Dataset records ▸

(begin)

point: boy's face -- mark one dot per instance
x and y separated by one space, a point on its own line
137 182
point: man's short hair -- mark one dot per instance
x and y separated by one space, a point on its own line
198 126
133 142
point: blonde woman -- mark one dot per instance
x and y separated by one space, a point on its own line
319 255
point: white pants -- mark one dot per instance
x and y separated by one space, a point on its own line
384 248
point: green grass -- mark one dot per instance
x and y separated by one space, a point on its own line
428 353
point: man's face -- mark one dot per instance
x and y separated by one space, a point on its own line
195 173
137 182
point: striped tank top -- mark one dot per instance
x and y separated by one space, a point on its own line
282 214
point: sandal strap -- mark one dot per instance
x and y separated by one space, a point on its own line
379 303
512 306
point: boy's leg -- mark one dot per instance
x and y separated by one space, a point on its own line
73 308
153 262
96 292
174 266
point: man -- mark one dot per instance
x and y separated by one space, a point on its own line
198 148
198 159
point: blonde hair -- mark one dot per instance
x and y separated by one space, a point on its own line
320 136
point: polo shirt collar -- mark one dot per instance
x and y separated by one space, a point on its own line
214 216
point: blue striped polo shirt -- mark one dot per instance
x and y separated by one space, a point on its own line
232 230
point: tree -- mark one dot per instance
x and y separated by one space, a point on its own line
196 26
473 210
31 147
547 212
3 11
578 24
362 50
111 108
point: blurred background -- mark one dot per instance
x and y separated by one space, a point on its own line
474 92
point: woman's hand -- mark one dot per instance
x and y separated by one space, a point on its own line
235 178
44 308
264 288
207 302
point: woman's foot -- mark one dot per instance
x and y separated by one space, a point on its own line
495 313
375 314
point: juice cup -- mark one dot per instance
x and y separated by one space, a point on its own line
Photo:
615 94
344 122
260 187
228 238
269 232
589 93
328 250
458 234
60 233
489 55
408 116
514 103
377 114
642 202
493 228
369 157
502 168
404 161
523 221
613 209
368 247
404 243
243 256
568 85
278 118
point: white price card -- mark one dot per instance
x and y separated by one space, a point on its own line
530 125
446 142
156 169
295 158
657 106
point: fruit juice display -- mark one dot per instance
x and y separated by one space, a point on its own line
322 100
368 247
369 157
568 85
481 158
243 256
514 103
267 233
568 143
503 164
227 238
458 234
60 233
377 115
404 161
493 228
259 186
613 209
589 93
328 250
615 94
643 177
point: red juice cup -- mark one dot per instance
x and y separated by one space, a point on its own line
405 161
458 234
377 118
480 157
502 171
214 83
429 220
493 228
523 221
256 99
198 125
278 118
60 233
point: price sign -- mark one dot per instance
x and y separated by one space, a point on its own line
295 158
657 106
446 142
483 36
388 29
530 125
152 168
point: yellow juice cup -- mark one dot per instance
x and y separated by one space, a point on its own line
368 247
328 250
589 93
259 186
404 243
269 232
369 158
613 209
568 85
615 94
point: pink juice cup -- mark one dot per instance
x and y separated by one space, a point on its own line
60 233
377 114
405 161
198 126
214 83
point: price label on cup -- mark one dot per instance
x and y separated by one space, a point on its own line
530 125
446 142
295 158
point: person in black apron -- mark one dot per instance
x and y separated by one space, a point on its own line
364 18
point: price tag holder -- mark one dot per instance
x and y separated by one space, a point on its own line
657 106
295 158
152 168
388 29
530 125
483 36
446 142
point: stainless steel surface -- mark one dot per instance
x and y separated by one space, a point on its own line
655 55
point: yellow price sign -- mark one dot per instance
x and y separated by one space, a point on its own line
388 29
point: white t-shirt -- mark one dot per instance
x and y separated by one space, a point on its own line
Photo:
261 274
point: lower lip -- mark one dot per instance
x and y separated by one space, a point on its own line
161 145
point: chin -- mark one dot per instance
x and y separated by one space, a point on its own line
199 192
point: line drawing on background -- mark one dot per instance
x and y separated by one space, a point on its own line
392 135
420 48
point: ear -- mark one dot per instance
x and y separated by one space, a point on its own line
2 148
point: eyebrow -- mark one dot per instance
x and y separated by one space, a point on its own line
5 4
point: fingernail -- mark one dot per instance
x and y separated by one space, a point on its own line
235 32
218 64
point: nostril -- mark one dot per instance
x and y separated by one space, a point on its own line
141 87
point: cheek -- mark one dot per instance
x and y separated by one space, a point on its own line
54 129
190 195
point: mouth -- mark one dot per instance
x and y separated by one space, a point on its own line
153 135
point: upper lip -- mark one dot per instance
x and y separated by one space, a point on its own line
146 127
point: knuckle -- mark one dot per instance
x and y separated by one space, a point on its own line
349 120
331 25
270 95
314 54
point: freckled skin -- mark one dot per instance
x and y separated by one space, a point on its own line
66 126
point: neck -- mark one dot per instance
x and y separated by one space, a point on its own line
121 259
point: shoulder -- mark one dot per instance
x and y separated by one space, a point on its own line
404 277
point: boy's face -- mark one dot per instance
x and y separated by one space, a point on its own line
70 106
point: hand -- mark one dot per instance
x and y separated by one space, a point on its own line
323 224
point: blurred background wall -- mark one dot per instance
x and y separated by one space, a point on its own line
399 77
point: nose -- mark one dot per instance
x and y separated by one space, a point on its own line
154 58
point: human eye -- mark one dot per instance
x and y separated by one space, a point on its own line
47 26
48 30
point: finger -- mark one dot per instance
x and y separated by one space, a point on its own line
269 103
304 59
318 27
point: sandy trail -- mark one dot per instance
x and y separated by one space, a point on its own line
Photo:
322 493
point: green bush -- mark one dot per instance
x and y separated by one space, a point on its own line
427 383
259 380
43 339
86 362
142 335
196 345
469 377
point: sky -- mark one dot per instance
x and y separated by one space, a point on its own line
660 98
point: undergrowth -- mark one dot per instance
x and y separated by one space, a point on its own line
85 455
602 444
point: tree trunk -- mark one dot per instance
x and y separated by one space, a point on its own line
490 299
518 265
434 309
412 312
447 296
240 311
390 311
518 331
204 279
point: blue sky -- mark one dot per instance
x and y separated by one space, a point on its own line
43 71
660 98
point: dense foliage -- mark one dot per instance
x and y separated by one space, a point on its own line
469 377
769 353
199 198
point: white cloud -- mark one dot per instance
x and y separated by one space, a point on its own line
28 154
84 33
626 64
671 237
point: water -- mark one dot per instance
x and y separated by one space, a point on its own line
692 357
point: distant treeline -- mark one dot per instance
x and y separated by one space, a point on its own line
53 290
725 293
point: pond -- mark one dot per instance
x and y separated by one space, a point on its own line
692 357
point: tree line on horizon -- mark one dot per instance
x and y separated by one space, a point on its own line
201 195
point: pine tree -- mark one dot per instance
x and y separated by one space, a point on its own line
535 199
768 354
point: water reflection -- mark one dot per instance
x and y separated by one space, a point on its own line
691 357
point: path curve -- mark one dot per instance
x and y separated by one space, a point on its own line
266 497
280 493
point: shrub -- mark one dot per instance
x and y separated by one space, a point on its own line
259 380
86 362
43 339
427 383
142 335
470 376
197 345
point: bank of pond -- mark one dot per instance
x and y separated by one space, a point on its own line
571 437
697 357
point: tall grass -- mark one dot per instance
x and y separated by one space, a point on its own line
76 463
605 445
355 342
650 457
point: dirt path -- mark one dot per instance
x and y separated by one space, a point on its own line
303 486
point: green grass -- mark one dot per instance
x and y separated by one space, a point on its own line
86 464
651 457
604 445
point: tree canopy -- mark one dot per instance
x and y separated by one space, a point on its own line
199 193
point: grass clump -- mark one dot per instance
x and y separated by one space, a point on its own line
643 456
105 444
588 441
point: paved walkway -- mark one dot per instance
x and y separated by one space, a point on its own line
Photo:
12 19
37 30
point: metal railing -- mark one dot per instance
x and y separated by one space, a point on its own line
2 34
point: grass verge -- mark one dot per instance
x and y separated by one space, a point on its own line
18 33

(end)

Reproduce all of the data above, substituting "a single dot for each instance" for every occurrence of "one dot per instance" and leaving everything else unchanged.

point: boy's face -- mark a single dot for each instance
x and y separated by one space, a point on its own line
137 182
point: man's short hair -- mark a single dot for each instance
x and y separated by one space, a point on its own line
198 126
133 142
point: blonde woman -- mark a single dot for each instance
x and y separated by one space, a point on its own line
319 255
point: white pants -- mark a single dot for each instance
x and y separated by one space, a point on its own line
384 248
point: green grass -- mark a single dot for each instance
x and y separated by one space, a point on its own line
428 353
point: man's face -- mark a single dot for each instance
x and y separated by one space, a point on its own line
195 173
137 182
point: striped tank top -- mark a single dot for each instance
x and y separated by one space, a point on its own line
282 214
point: sandal strap -- mark a single dot for each instance
x and y separated by one space, a point on its own line
379 303
512 306
point: boy's leg -- mark a single dot for each instance
x and y separated by one space, a point on its own line
73 308
153 262
96 292
174 266
point: man -- mark a single dot for each instance
x and y separated by one space, a point on its own line
198 148
198 159
point: blonde hair -- mark a single dot for each instance
x and y separated by one space, a point on its own line
320 136
point: polo shirt collar -- mark a single dot for each instance
x and y separated by one space, a point on its own line
214 216
point: blue striped polo shirt -- mark a single dot for each instance
x and y separated by one space, a point on its own line
232 230
point: tree -- mark a single dot for each instance
x and y separated by one space, a point on its own line
196 26
473 210
31 147
547 212
3 11
578 24
362 50
111 108
point: blurred background -- mark a single dot for each instance
x and y separated by one space, a point on its own line
474 92
point: woman's hand -- mark a single dot for each instance
x and y separated by one space, a point on its own line
235 178
44 308
264 288
207 302
point: woman's foot -- mark a single dot for each instance
x and y separated by one space, a point on its own line
495 313
375 314
point: juice cup -- mark a single dot for each instance
x and y separated by one space, a point on its own line
Photo:
615 94
344 122
260 187
228 238
269 232
589 93
328 250
458 234
60 233
489 55
408 116
514 103
377 114
642 202
493 228
369 157
502 168
404 161
523 221
613 209
368 247
404 243
243 256
568 85
278 118
point: white price card -- mark a single dot for each instance
x and y separated by one space, a point on its own line
530 125
446 142
156 169
295 158
657 106
point: fruit juice display -- mark a single dot for each instance
x and y separated by one space, a point on its own line
322 100
368 247
369 157
568 85
481 158
243 256
514 103
267 233
568 143
503 164
227 238
458 234
60 233
377 115
404 161
493 228
259 186
613 209
589 93
328 250
615 94
643 177
point: red juice cup -- mark a single dot for each instance
x and y separated by one space, a point on its own line
405 161
458 234
377 118
480 157
502 171
214 83
429 220
493 228
523 221
256 99
198 125
278 118
60 233
point: price sign -- mark a single dot for each instance
x and y separated by one space, a point on its own line
295 158
657 106
446 142
483 36
388 29
530 125
152 168
point: yellow juice cup -- mark a single dot for each instance
x and y separated by one space, a point on its own line
368 247
328 250
589 93
259 186
404 243
269 232
369 158
613 209
568 85
615 94
point: pink juice cup -- mark a single dot for each instance
x and y separated by one space, a point on its own line
60 233
377 114
405 161
198 126
214 83
point: price label on cup -- mark a single dot for each instance
x and y separated by one space, a point on its own line
530 125
446 142
295 158
point: person in black apron -- mark a single dot for each instance
x and y separated by one space, a point on its own line
364 18
point: price tag holder -- mark a single dot for each instance
x and y separated by one space, a point on its own line
657 106
295 158
152 168
388 29
530 125
483 36
446 142
point: stainless steel surface -- mark a single dot for each instance
x and y separated by one space, a point on its own line
655 55
point: yellow price sign -- mark a single dot for each instance
x and y separated by one space, a point on its own line
388 29
point: white t-shirt -- mark a single dot for each instance
x and y separated by one space, a point on its own line
Photo:
261 274
point: lower lip -- mark a single dot for each instance
x and y separated by one space, a point on its own line
161 145
point: chin -- mark a single dot for each instance
x and y separated by one space, a point on its own line
199 192
point: line drawing on background -- mark a single dot for each instance
x and y separated by one space, a point on its own line
392 135
420 48
point: ear -- mark a single dot for each instance
x and y separated by one space, a point on its own line
2 148
point: eyebrow -- mark a single dot for each instance
x and y separated by one space, a point on its own line
5 4
point: fingernail -- mark a single dot for each instance
x and y separated by one space, a point on its own line
235 32
218 64
point: nostril -- mark a single dot for each instance
x and y separated by one space, a point on its own line
141 87
point: cheek -- mark a single dot for each instance
x and y separated by one space, a point on its own line
54 129
190 195
point: mouth -- mark a single dot for each instance
x and y separated by one space, a point on its own line
153 135
point: upper lip -- mark a single dot for each instance
x and y separated by one space, a point on its own line
146 127
point: knuckle -- mark a single dot for each instance
x and y separated by one space, a point on its own line
349 120
331 25
270 95
314 54
point: freckled skin -- mark a single dot for each instance
x and y separated by one space, a point on its own line
66 126
point: neck -- mark a single dot for each instance
x and y separated by one space, a point on its own line
121 259
point: shoulder -- mark a single dot for each instance
x and y separated by one space, a point on its own line
404 277
point: boy's face -- mark a single dot for each instance
x and y separated by one space, a point on its own line
70 106
point: hand -- mark a single dot for each instance
x and y separated by one space, a point on its own line
323 224
point: blurred background wall -- mark a single dot for each instance
x and y separated by one space, a point on its own line
399 77
point: nose -- mark a single dot for each instance
x and y separated by one space, a point on its own line
154 58
point: human eye -- mark a single dot for each instance
x and y separated by one space, a point on its own line
47 26
48 30
point: finger -- mark a single dot for each instance
x and y separated by one space, a point on its own line
269 103
304 59
318 27
point: sandy trail -- mark a single dot for each instance
x and y separated by one space, a point on its own line
Photo:
322 493
point: green bush -- mark a single dot for each instance
x and y separated by one space, a point on its own line
427 383
259 380
43 339
86 362
142 335
196 345
469 377
point: sky -- mark a single dot for each instance
x and y separated by one space, a point on its own line
660 98
point: undergrowth -- mark a single dot for each instance
x and y separated by one space, a point on its own line
85 455
602 444
point: tree trunk -- mark a single dot for each instance
x and y separated by one space, a point on its own line
490 299
518 265
434 309
412 312
447 296
240 311
390 311
518 331
204 279
point: blue sky -- mark a single dot for each instance
x and y separated by one space, a point on its own line
43 71
660 98
point: dense foliage -- mark a single dot for each instance
x and y separated by one space, a point on its own line
469 377
769 353
199 198
point: white cloud -- mark a single dot for each instance
x and y separated by one space, a point on its own line
28 154
84 33
626 64
671 237
point: water -- mark a single dot for each instance
x and y separated by one space, a point on its own line
692 357
point: distant treeline -- mark a single dot for each instance
x and y separated by one space, a point on its own line
53 290
725 293
point: pond -- mark a single dot for each instance
x and y separated by one space, a point on its own line
692 357
point: tree line on horizon -- mark a single dot for each instance
x and y separated by one space, a point on its own line
201 195
point: pine tree -- mark a single dot for each instance
x and y separated by one space, a point on its own line
535 199
768 354
point: water reflection -- mark a single dot for each instance
x and y separated by one space, a point on its own line
691 357
point: path curve -- mark a single dot for each instance
x and y separated by one space, a point on its own line
266 497
280 493
point: shrub -- mark a single dot for each instance
x and y separated by one space, a point on its own line
259 380
86 362
43 339
427 383
142 335
470 376
197 345
point: bank of pond -- mark a single dot for each instance
x and y separated by one space, a point on its own line
571 437
697 357
point: tall grass -- mark a single dot for each instance
x and y separated by one space, a point on its own line
76 463
605 445
355 342
650 457
point: dirt path -- mark a single dot for each instance
x and y separated by one space, a point on its own line
303 486
point: green grass -- mark a single dot for each instance
x and y separated by one space, a point on its own line
86 464
651 457
604 445
point: tree canopy -- mark a single dot for each instance
x and y separated by one space, a point on its own line
199 193
point: grass clump -- mark a single dot for each instance
x and y separated by one space, a point on its own line
643 456
105 444
588 441
point: paved walkway -- mark a single dot for each instance
x and y separated by one space, a point on its own line
Photo:
12 19
37 30
point: metal railing -- mark a single dot for each instance
x and y separated by one space, a point on its own line
2 34
point: grass verge -- mark a single dot for each instance
x and y separated by one space, a point on its own line
18 33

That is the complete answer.